Qué hacer: Copia completo y sin ningún cambio el texto sobre la educación en derechos humanos.

Fragmento del documento:
┄┄┄┄┄┄┄┄┄┄┄┄┄┄┄┄┄┄┄┄

En América Latina, se acostumbra a decir que, en pedagogía, se distingue entre el método Piaget y el método Pinochet... Eso quiere decir que los métodos de enseñanza no siempre son realmente pedagógicos. A veces son opresivos, inhiben potencialidades, reprimen la creatividad y al educando lo vuelven cobarde frente a la realidad de la vida.

Eso vale para una sociedad que pretenda asegurar el respeto a los DDHH. En principio, éstos deben ser impuestos por la fuerza de ley. Pero eso no basta, como demuestra la experiencia. En casi todos los países firmantes de la Declaración Universal de los DDHH, tales derechos, aunque figuren en la letra de la ley, continúan sin ser respetados. Se da la tortura, censura a la prensa, invasión de la privacidad personal, discriminación racial y social, adopción de la pena de muerte, etc. Por tanto, el aspecto objetivo de una legislación que garantice los derechos humanos necesita ser complementado por el aspecto subjetivo: una educación para los DDHH que los convierta en un consenso cultural enraizado en el sentir, no pensar en el actuar de las personas. Esa educación debe priorizar sobre todo que las personas tienen, por deber profesional, el papel de aplicar las leyes que aseguran pleno respeto a los DDHH.

Toda pedagogía centrada en el objetivo de tornar al educando sujeto social e histórico debe caracterizarse por un agudo sentido crítico. Los artículos de la Declaración Universal de los DDHH no pueden ser adoptados como oráculos divinos, ideológicamente imparciales e inmunes a correcciones y perfeccionamientos. Reflejan una cosmovisión culturalmente condicionada por los valores predominantes del Occidente de posguerra. Tienen mucho de utopía, distante de la realidad. De ahí la importancia de una pedagogía para los DDHH que parta del debate del mismo documento de la ONU.

┄┄┄┄┄┄┄┄┄┄┄┄┄┄┄┄┄┄┄┄

Extracto de filas:
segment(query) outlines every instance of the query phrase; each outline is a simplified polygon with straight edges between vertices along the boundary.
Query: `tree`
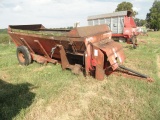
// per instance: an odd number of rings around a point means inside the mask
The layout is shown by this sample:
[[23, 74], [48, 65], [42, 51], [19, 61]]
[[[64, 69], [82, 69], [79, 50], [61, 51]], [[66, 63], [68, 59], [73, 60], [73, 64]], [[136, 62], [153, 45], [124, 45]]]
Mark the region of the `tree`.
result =
[[154, 30], [160, 30], [160, 0], [155, 0], [150, 13], [147, 13], [146, 21], [149, 27]]
[[117, 12], [117, 11], [125, 11], [125, 10], [131, 11], [133, 13], [132, 16], [134, 17], [138, 14], [138, 12], [133, 10], [133, 4], [130, 2], [122, 2], [118, 4], [115, 11]]
[[147, 24], [146, 20], [135, 18], [134, 19], [137, 26], [145, 26]]

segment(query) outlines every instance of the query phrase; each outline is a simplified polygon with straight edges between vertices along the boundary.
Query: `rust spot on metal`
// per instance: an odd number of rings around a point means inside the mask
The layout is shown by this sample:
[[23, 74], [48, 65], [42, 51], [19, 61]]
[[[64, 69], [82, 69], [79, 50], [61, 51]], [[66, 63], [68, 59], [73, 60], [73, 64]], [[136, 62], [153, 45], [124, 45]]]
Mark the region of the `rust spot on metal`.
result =
[[[61, 63], [75, 74], [84, 70], [103, 80], [125, 60], [122, 46], [111, 39], [107, 25], [69, 29], [46, 29], [43, 25], [10, 25], [16, 46], [26, 46], [39, 63]], [[23, 58], [23, 56], [22, 56]], [[25, 59], [25, 58], [24, 58]], [[108, 74], [108, 75], [109, 75]]]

┄┄┄┄┄┄┄┄┄┄┄┄┄┄┄┄┄┄┄┄

Resultado:
En América Latina, se acostumbra a decir que, en pedagogía, se distingue entre el método Piaget y el método Pinochet... Eso quiere decir que los métodos de enseñanza no siempre son realmente pedagógicos. A veces son opresivos, inhiben potencialidades, reprimen la creatividad y al educando lo vuelven cobarde frente a la realidad de la vida.

Eso vale para una sociedad que pretenda asegurar el respeto a los DDHH. En principio, éstos deben ser impuestos por la fuerza de ley. Pero eso no basta, como demuestra la experiencia. En casi todos los países firmantes de la Declaración Universal de los DDHH, tales derechos, aunque figuren en la letra de la ley, continúan sin ser respetados. Se da la tortura, censura a la prensa, invasión de la privacidad personal, discriminación racial y social, adopción de la pena de muerte, etc. Por tanto, el aspecto objetivo de una legislación que garantice los derechos humanos necesita ser complementado por el aspecto subjetivo: una educación para los DDHH que los convierta en un consenso cultural enraizado en el sentir, no pensar en el actuar de las personas. Esa educación debe priorizar sobre todo que las personas tienen, por deber profesional, el papel de aplicar las leyes que aseguran pleno respeto a los DDHH.

Toda pedagogía centrada en el objetivo de tornar al educando sujeto social e histórico debe caracterizarse por un agudo sentido crítico. Los artículos de la Declaración Universal de los DDHH no pueden ser adoptados como oráculos divinos, ideológicamente imparciales e inmunes a correcciones y perfeccionamientos. Reflejan una cosmovisión culturalmente condicionada por los valores predominantes del Occidente de posguerra. Tienen mucho de utopía, distante de la realidad. De ahí la importancia de una pedagogía para los DDHH que parta del debate del mismo documento de la ONU.